== Exercise task ==
Reproduce without change the lines running from the one holding "Detect white hanbok." through the last line of the items, inclusive.

start Extracted records

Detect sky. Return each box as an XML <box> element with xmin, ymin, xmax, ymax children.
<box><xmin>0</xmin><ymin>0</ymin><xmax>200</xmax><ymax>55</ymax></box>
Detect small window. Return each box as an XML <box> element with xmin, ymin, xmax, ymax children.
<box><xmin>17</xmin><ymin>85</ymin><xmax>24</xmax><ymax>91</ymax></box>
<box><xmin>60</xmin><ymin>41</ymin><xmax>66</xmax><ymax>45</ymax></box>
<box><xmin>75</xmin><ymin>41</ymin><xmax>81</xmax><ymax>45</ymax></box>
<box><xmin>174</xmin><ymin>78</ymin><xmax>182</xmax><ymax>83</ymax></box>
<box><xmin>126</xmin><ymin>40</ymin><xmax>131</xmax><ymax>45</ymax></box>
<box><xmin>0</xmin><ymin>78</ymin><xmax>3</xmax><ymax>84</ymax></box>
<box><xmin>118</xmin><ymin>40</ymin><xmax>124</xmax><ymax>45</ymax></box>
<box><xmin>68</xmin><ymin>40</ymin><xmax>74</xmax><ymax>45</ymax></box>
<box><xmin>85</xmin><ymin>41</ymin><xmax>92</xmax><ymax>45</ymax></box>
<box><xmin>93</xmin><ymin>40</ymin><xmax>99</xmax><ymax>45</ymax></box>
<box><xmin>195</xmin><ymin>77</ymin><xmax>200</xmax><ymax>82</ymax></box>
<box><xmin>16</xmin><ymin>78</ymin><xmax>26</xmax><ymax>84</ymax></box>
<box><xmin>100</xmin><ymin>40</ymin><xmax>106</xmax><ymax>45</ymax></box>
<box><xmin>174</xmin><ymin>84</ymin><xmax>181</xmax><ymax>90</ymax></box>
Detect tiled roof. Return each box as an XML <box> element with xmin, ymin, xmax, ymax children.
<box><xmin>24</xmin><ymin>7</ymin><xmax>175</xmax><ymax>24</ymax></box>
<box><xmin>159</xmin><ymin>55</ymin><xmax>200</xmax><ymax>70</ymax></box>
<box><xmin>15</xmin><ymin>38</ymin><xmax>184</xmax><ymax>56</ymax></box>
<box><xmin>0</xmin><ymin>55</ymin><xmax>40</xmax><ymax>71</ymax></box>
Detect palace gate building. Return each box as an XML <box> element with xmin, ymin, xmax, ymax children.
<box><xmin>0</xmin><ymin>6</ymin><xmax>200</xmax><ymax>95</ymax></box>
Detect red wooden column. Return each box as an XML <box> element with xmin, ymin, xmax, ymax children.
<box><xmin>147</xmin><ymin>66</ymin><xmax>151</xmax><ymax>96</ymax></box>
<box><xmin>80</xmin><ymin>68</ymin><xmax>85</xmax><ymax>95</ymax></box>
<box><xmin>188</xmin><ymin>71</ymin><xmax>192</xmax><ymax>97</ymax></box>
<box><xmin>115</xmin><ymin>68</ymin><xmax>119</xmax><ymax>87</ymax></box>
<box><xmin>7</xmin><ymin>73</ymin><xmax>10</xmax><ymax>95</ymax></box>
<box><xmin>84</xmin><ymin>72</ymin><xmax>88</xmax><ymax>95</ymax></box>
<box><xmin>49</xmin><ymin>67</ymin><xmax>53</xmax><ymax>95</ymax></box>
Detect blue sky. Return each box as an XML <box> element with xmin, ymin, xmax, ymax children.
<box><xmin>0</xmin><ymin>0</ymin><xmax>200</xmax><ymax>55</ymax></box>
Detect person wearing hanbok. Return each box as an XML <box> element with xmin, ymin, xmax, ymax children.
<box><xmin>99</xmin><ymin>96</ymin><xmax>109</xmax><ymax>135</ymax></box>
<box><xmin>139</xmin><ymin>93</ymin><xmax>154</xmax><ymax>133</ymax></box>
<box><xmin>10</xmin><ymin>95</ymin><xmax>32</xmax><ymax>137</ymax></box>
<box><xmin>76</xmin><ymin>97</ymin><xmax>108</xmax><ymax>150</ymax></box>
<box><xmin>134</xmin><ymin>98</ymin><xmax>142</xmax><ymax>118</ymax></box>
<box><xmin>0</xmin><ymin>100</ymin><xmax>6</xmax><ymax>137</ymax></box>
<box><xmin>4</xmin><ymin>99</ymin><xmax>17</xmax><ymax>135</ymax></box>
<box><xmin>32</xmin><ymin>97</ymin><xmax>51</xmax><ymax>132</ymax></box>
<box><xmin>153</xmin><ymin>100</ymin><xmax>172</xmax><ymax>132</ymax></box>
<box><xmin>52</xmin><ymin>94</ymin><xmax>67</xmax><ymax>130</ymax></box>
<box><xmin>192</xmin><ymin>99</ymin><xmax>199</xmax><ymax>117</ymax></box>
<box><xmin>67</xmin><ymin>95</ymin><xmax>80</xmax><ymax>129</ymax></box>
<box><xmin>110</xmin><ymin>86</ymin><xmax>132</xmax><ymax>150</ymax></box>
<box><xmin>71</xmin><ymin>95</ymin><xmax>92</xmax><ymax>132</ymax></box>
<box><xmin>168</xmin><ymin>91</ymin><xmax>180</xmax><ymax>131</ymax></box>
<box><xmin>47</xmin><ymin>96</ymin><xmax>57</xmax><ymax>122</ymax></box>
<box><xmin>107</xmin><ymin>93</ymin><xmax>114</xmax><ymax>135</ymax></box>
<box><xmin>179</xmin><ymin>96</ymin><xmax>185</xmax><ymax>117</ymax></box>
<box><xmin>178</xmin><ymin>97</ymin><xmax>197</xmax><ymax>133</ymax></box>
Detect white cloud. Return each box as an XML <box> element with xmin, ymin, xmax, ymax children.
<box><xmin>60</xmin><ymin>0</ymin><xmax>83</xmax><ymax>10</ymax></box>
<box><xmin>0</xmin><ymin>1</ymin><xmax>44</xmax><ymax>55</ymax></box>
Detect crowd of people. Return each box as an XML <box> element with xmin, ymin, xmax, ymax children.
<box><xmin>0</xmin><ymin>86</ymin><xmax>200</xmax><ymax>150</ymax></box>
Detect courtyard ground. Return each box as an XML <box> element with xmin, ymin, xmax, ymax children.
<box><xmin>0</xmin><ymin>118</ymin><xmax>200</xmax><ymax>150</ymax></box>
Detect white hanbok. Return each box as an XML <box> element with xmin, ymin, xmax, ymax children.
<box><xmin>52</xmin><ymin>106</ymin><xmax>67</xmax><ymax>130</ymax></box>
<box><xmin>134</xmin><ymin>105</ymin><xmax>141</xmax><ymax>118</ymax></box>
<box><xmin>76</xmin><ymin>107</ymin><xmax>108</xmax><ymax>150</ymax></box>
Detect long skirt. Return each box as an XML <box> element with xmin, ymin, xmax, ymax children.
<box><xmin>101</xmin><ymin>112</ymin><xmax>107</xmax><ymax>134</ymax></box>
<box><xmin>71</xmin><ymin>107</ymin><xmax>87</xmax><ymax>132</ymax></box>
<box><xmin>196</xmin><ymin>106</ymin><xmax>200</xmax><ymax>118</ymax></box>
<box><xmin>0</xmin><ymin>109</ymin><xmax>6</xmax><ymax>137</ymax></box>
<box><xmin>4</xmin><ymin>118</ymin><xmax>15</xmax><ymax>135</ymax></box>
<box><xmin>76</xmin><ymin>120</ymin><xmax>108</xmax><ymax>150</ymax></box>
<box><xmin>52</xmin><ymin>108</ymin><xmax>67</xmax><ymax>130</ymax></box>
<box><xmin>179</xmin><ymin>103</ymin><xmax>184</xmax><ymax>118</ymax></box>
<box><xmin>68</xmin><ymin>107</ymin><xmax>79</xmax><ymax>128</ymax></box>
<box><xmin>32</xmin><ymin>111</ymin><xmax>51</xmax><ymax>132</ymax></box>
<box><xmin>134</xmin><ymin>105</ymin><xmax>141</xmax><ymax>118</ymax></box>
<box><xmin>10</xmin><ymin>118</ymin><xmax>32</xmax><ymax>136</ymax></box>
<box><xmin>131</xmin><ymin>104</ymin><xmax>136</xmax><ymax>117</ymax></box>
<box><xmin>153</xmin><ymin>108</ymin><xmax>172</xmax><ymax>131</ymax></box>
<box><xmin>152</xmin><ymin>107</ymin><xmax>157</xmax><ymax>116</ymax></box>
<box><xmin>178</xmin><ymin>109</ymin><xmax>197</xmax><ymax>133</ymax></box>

end Extracted records

== Response below ==
Detect white hanbok. Return each box as an XML <box> element with xmin, ymin, xmax, ymax children.
<box><xmin>52</xmin><ymin>106</ymin><xmax>67</xmax><ymax>130</ymax></box>
<box><xmin>134</xmin><ymin>105</ymin><xmax>141</xmax><ymax>118</ymax></box>
<box><xmin>76</xmin><ymin>107</ymin><xmax>108</xmax><ymax>150</ymax></box>
Detect long skirt. Return each box as an XML <box> element with xmin, ymin, xmax, ymax children.
<box><xmin>101</xmin><ymin>112</ymin><xmax>107</xmax><ymax>134</ymax></box>
<box><xmin>71</xmin><ymin>107</ymin><xmax>87</xmax><ymax>132</ymax></box>
<box><xmin>196</xmin><ymin>106</ymin><xmax>200</xmax><ymax>118</ymax></box>
<box><xmin>0</xmin><ymin>109</ymin><xmax>6</xmax><ymax>137</ymax></box>
<box><xmin>4</xmin><ymin>118</ymin><xmax>15</xmax><ymax>135</ymax></box>
<box><xmin>76</xmin><ymin>120</ymin><xmax>108</xmax><ymax>150</ymax></box>
<box><xmin>52</xmin><ymin>108</ymin><xmax>67</xmax><ymax>130</ymax></box>
<box><xmin>179</xmin><ymin>103</ymin><xmax>184</xmax><ymax>118</ymax></box>
<box><xmin>68</xmin><ymin>107</ymin><xmax>79</xmax><ymax>128</ymax></box>
<box><xmin>32</xmin><ymin>111</ymin><xmax>51</xmax><ymax>132</ymax></box>
<box><xmin>134</xmin><ymin>105</ymin><xmax>141</xmax><ymax>118</ymax></box>
<box><xmin>10</xmin><ymin>118</ymin><xmax>32</xmax><ymax>136</ymax></box>
<box><xmin>131</xmin><ymin>104</ymin><xmax>136</xmax><ymax>117</ymax></box>
<box><xmin>153</xmin><ymin>108</ymin><xmax>172</xmax><ymax>131</ymax></box>
<box><xmin>152</xmin><ymin>107</ymin><xmax>157</xmax><ymax>116</ymax></box>
<box><xmin>178</xmin><ymin>109</ymin><xmax>197</xmax><ymax>133</ymax></box>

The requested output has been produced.